Aim of the task:
Render the lines below as a JSON list of strings, one string per line and blank lines omitted. Include only the lines from the one containing "[point] distant coastline" up to and including the final line of the entries.

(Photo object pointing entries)
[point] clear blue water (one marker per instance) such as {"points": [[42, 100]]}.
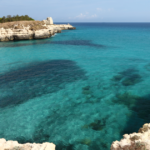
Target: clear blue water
{"points": [[81, 89]]}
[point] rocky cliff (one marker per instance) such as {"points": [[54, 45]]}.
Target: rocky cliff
{"points": [[134, 141], [30, 30], [14, 145]]}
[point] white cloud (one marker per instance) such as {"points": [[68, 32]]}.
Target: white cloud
{"points": [[86, 16], [94, 16], [99, 9]]}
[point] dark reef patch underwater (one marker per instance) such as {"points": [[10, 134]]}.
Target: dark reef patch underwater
{"points": [[37, 79], [70, 91], [66, 42]]}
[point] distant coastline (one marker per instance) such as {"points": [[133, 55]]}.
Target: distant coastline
{"points": [[27, 30]]}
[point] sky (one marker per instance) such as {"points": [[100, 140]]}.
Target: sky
{"points": [[79, 10]]}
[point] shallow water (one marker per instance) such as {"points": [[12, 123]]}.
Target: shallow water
{"points": [[81, 89]]}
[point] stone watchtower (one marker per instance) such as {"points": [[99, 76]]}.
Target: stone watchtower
{"points": [[49, 21]]}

In response:
[
  "[point] distant coastline (one marker per instance) such as {\"points\": [[133, 55]]}.",
  "Target: distant coastline",
  "{\"points\": [[27, 30]]}",
  "[point] sky (one marker per instance) such as {\"points\": [[100, 140]]}.",
  "Target: sky",
  "{\"points\": [[79, 10]]}",
  "[point] shallow water (one marker per instance) such as {\"points\": [[12, 123]]}.",
  "Target: shallow water",
  "{\"points\": [[81, 89]]}",
  "[point] stone watchtower (one marker per instance) such as {\"points\": [[99, 76]]}.",
  "Target: stone watchtower",
  "{\"points\": [[49, 21]]}"
]